◆ Exercise directions ◆
Rewrite the lines from the one containing "Tag the smartphone" through the end of the records, swapping "street lamp" for "streetlight" and leaving everything else unchanged.

◆ Some records ◆
———
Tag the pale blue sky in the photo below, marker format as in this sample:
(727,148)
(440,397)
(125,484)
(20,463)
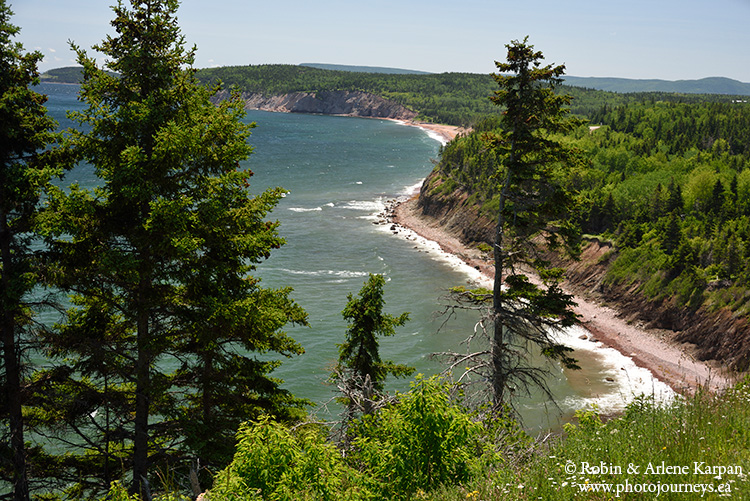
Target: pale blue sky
(665,39)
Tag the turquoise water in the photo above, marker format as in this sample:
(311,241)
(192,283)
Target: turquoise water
(339,172)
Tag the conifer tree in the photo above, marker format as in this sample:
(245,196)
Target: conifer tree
(360,366)
(25,132)
(535,215)
(157,351)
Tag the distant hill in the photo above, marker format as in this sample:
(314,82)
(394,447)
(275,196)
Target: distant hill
(70,74)
(712,85)
(364,69)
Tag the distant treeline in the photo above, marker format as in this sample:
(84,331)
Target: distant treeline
(450,98)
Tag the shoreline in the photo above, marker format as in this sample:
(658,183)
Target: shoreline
(650,349)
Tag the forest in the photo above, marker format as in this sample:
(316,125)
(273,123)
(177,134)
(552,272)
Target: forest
(157,381)
(666,181)
(447,98)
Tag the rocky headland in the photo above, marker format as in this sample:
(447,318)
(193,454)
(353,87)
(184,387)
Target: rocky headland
(340,102)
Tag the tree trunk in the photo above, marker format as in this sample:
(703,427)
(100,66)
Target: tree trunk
(142,396)
(11,360)
(497,347)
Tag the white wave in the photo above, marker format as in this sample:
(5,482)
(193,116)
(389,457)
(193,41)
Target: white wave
(628,380)
(325,273)
(375,206)
(303,209)
(433,248)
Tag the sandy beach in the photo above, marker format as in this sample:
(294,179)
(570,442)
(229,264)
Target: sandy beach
(669,362)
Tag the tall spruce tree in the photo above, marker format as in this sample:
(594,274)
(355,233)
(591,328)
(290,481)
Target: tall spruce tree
(535,214)
(526,307)
(361,372)
(158,351)
(25,168)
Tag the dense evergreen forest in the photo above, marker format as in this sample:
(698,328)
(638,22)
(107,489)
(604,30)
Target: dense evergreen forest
(667,181)
(157,264)
(449,98)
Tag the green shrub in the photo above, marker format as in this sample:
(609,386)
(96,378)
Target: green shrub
(275,463)
(417,444)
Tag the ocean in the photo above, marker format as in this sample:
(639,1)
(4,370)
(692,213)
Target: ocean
(339,173)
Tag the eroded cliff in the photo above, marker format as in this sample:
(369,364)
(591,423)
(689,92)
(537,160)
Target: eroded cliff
(350,103)
(708,335)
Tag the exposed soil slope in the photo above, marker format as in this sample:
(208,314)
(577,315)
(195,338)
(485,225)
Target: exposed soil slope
(682,347)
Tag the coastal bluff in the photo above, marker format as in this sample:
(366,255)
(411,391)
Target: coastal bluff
(337,102)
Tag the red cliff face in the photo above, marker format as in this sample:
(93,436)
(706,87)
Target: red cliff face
(350,103)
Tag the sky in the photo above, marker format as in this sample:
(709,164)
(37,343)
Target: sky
(642,39)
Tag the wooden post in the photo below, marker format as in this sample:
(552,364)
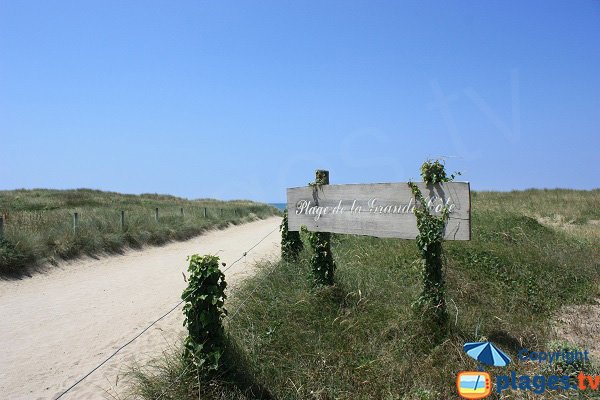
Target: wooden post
(323,264)
(75,222)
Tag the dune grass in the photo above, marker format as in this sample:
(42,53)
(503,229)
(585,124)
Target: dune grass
(38,224)
(361,339)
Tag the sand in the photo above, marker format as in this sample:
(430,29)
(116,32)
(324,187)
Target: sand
(55,327)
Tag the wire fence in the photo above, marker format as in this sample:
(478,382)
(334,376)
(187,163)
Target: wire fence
(147,328)
(109,219)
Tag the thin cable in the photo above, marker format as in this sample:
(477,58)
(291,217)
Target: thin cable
(153,323)
(249,250)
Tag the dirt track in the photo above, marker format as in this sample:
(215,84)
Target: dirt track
(55,327)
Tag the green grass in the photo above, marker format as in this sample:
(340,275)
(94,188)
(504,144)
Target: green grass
(361,339)
(39,223)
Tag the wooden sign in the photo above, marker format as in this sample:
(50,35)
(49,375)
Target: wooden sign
(379,209)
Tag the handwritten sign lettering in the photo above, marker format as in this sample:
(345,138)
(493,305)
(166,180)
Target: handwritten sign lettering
(381,209)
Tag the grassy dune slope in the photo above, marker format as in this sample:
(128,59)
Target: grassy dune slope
(39,223)
(361,340)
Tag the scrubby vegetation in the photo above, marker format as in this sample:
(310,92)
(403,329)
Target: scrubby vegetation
(38,224)
(359,338)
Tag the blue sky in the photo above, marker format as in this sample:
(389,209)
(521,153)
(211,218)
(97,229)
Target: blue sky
(243,99)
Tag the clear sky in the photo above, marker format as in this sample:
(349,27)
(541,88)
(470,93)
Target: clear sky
(243,99)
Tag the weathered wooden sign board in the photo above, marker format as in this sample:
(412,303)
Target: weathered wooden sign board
(379,209)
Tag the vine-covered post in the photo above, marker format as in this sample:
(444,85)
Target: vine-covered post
(75,223)
(291,243)
(322,262)
(432,302)
(204,312)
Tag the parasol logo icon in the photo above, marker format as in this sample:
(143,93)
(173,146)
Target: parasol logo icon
(473,385)
(478,384)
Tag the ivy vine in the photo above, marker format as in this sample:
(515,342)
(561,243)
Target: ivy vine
(322,263)
(432,301)
(291,243)
(204,300)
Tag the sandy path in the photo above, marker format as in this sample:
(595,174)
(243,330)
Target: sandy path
(56,327)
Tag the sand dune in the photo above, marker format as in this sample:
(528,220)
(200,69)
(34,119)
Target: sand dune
(55,327)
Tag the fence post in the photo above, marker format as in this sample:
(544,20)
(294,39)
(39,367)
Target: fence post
(75,222)
(322,261)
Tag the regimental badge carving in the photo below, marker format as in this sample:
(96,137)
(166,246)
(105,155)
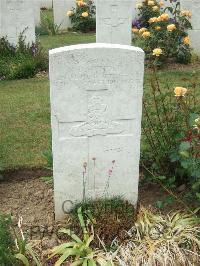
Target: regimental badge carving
(98,122)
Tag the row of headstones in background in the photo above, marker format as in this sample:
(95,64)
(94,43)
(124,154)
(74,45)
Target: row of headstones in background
(17,16)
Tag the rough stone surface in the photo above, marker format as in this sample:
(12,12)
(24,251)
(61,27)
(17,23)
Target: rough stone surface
(17,16)
(37,12)
(96,103)
(113,21)
(194,7)
(60,8)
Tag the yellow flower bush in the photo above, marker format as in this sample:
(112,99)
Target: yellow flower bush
(161,4)
(180,91)
(167,27)
(171,27)
(157,52)
(186,13)
(153,20)
(155,8)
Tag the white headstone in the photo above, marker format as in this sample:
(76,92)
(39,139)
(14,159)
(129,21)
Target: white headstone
(46,3)
(96,104)
(37,12)
(17,16)
(113,21)
(194,34)
(60,8)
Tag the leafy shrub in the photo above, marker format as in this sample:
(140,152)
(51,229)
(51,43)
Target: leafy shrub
(78,249)
(171,133)
(155,239)
(22,61)
(163,28)
(7,243)
(83,16)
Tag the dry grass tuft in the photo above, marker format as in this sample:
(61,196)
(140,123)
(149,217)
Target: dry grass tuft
(161,240)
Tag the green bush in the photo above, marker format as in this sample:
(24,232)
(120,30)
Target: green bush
(22,61)
(163,28)
(7,244)
(171,134)
(83,16)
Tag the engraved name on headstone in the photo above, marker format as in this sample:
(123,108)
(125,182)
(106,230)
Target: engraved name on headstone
(113,21)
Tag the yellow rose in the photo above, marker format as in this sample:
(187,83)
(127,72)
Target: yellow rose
(85,14)
(151,3)
(161,4)
(146,34)
(171,27)
(142,30)
(164,17)
(140,5)
(135,30)
(81,3)
(155,8)
(180,91)
(153,20)
(159,19)
(70,13)
(157,52)
(186,40)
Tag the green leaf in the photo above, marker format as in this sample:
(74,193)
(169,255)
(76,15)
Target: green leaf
(66,254)
(161,177)
(31,252)
(60,249)
(71,234)
(77,263)
(22,258)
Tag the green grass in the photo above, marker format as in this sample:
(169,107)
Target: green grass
(24,122)
(25,117)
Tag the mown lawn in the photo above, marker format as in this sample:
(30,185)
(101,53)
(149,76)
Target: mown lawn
(25,117)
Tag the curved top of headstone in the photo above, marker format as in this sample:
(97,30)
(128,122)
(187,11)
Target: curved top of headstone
(94,45)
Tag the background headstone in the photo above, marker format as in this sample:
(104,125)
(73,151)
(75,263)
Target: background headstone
(17,16)
(96,122)
(60,8)
(194,34)
(113,21)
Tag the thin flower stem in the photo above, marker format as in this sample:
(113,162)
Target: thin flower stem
(169,191)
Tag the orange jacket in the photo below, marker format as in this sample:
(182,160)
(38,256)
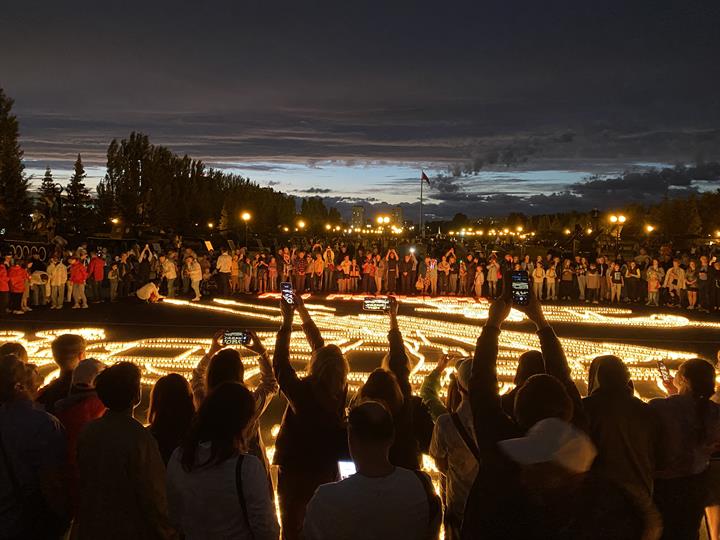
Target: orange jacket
(18,276)
(4,279)
(78,273)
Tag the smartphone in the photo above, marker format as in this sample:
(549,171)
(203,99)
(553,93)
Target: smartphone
(347,469)
(286,291)
(371,303)
(664,371)
(520,288)
(235,337)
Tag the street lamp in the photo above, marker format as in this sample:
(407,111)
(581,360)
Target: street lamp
(618,220)
(246,216)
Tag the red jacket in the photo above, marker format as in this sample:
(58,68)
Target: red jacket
(4,279)
(78,273)
(18,276)
(96,268)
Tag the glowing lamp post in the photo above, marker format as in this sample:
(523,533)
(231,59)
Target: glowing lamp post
(246,217)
———
◆ Reply to the task ◆
Tag the smartphone in the photo above, marker format as in this sample:
(549,171)
(203,99)
(553,93)
Target: smartphone
(347,469)
(286,291)
(371,303)
(664,371)
(520,288)
(235,337)
Tag the streetlight in the photo above, marker format as in this sample:
(407,111)
(581,360)
Target: streetlight
(618,220)
(246,216)
Tag the red jacket in the photo above, marker format as in this sample:
(58,68)
Target: red jacket
(4,279)
(78,273)
(18,276)
(96,268)
Tag the glowing lamp post in the photo above, marker format as in this sample:
(523,533)
(231,59)
Target: glowing lamp post
(246,217)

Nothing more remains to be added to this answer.